### Selected text

□ □ □ □

Facebook pals and kids, you rarely like to be reminded of death. "Oh good grief", you say, "...please show us your latest lunch or dinner plate pix or whatever..."
Thirteen years ago, my Dad died. I will always remember those hours after I arrived at the hospital. All those memories, for good and bad. On both sides. I often wander into the corridors of my mind about what interesting conversations we would have had about the Bush/Obama regimes. "Oh, Rod!", the reader might think, "why must you always draw politics into such a...bla...bla...bla....". Well, it was politics which we often conversed about. For, how could we not?
This was a man who sat me down at the tender age of 13 and said I needed to watch these Watergate hearings on TV (ya know, back when government was actually a bit transparent). Not because it was so much historic, but because it was the exercising of Constitutional government, and he thought that was damn important and I should be a witness to it. And he was right! Although we talked years later about how Watergate was just a cover-up of the bigger cover-up (shhhh, JFK), I never really knew if he felt the same way. The point is, I wouldn't be such a rabble-rouser if it wasn't because of my Dad, even though if some you met him you'd think he be a bit conservative.

□ □ □ □

### Work to complete
A. Answer these from the post about the writer's father:
(i) How many years ago did the writer's father die?
(ii) How old was the writer when the father said the Watergate hearings needed watching?
(iii) According to the post, what did the father see the hearings as an exercise of?
B. Can you continue the post about the writer's father from where it stops?

□ □ □ □

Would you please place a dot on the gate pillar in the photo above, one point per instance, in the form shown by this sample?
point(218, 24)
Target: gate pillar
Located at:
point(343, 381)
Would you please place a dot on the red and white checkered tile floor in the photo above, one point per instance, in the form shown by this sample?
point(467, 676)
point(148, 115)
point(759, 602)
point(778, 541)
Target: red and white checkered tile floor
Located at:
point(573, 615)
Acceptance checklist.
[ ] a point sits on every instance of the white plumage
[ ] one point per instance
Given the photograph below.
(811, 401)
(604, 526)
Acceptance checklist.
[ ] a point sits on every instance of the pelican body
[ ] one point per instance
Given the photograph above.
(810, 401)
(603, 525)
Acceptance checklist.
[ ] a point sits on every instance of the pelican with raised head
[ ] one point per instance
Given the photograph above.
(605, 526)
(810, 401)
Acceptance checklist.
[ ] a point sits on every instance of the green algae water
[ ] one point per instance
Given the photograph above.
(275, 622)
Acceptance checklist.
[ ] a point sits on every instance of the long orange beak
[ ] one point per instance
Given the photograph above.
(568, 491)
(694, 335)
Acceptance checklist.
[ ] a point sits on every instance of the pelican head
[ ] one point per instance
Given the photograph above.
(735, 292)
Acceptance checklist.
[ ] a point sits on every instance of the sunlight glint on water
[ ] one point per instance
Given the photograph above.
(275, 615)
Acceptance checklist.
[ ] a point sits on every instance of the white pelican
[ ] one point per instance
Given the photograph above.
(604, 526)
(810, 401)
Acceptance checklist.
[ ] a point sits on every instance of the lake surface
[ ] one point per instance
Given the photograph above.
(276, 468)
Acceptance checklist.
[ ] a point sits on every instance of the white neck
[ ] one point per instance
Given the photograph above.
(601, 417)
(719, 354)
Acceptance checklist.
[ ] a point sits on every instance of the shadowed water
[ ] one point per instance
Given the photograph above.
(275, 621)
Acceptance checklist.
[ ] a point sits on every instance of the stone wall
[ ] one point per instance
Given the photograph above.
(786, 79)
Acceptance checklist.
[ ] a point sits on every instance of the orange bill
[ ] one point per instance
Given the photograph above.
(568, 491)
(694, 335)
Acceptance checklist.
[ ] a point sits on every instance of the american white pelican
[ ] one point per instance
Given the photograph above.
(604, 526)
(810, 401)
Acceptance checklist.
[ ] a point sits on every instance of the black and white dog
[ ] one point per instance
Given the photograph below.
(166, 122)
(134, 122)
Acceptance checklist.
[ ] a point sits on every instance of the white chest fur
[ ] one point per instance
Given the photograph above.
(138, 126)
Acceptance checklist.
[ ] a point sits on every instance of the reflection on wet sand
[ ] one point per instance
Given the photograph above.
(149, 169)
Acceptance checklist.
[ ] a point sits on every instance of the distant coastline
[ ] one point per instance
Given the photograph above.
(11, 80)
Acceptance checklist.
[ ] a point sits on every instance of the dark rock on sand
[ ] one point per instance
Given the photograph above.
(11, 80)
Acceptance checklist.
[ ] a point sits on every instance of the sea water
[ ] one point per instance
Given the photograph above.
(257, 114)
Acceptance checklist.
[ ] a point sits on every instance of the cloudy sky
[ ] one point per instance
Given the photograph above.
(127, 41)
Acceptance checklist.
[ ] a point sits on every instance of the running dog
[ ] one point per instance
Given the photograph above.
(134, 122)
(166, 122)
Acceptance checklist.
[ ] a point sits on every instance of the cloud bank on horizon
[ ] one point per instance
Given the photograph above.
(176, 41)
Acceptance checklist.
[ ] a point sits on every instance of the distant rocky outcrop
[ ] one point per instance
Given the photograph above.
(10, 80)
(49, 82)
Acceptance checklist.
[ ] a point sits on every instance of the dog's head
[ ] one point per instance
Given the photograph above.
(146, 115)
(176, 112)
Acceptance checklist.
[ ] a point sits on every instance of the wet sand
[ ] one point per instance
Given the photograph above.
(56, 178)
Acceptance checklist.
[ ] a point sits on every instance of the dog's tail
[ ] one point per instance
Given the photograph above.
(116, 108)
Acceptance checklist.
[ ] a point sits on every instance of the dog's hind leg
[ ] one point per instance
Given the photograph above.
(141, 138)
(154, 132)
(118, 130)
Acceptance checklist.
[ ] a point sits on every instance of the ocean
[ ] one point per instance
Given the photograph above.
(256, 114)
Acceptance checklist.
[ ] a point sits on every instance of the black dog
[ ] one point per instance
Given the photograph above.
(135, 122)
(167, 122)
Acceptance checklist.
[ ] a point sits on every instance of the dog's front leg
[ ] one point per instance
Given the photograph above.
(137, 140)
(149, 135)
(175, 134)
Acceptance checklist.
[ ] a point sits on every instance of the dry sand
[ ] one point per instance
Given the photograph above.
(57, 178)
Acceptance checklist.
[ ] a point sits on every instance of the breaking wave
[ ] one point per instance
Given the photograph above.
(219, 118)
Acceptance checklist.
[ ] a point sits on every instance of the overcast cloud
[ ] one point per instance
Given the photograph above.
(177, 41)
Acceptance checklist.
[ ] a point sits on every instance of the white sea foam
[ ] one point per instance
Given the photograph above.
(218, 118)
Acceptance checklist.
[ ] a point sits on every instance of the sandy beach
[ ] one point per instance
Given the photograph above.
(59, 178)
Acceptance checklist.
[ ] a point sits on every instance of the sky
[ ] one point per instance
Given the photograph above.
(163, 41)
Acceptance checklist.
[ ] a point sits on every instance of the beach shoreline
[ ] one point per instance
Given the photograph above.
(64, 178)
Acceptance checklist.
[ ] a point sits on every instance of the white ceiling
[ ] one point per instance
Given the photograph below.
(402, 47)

□ □ □ □

### Task answers
A.
(i) Thirteen years ago.
(ii) 13.
(iii) Constitutional government.

B.
I was the third boy in the family he had to deal with and so my memories of him, today, deal mostly in that cloudy young adulthood and onto the later parts of my adulthood. As a writer, he was critical of a particular work, I recall. "Why must there be so many cuss words?", he asked. I said, "That's how people talk". And you know...I do not quite remember the rest of that conversation. And because I don't think it matters. He asked a question and that made me think, I remember that. Miss you Dad.